# Task inputs:
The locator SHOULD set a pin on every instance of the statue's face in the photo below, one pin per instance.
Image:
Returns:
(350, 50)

---

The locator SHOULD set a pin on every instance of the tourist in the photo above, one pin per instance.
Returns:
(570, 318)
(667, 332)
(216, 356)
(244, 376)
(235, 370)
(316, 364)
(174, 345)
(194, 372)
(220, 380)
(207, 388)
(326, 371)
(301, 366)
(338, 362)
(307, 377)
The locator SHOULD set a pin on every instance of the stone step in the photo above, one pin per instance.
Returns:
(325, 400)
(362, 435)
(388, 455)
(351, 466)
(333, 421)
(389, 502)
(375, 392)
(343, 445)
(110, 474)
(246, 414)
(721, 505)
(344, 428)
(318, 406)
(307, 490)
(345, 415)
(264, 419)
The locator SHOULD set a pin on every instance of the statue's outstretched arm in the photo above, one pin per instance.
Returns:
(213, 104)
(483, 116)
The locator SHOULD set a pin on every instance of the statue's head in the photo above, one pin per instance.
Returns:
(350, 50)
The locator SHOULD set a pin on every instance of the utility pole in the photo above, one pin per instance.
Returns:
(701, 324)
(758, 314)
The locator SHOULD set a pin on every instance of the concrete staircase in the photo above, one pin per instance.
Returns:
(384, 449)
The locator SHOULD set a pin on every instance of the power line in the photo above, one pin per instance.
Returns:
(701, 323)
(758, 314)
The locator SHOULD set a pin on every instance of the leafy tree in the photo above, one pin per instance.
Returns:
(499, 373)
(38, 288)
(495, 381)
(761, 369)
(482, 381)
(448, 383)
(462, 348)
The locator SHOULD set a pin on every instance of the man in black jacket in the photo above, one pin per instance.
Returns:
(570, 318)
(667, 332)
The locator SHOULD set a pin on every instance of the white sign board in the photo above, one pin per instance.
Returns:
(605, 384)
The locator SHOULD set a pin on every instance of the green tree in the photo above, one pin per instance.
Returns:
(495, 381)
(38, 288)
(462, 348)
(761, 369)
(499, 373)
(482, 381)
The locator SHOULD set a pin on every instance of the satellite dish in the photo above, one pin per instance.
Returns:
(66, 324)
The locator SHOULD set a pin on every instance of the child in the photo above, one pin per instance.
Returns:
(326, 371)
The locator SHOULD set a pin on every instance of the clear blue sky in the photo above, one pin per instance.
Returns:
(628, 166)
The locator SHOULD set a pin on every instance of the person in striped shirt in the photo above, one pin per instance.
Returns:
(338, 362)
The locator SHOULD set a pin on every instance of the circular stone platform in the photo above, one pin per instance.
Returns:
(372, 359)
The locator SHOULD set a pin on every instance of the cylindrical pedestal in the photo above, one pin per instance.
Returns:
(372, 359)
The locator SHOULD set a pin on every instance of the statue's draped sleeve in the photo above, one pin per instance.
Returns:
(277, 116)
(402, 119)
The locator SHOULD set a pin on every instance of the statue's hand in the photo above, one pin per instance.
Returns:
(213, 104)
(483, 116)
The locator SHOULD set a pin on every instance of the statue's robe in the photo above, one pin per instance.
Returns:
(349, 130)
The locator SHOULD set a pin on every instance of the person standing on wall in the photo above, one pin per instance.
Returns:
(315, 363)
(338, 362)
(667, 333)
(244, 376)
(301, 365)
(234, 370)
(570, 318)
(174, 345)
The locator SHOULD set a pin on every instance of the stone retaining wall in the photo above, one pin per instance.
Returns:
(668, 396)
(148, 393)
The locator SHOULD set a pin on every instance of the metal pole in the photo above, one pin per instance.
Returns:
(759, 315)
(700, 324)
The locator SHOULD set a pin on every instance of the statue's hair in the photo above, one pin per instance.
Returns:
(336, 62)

==

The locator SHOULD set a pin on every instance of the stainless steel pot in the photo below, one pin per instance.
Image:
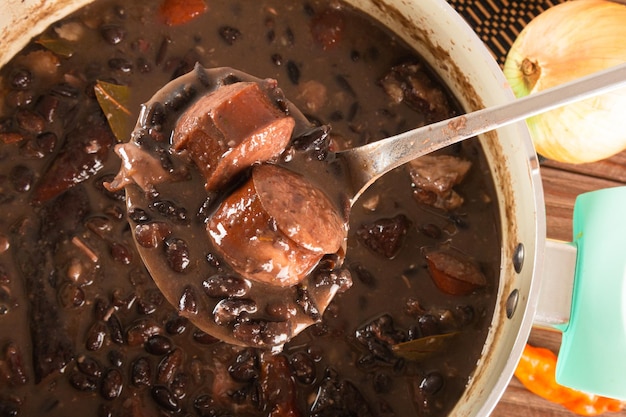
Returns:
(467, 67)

# Exercise:
In the material above, locate the line containing "of the white" and the line containing "of the green". Transcribe exactly those two lines and every line between them, and nothing more.

# Written response:
The locator SHOULD set a pin on every instance of the white sign board in the photo above, one pin per instance.
Returns:
(605, 384)
The locator SHOULD set a pin on every instance of the green tree in the photo above, one pin per instance.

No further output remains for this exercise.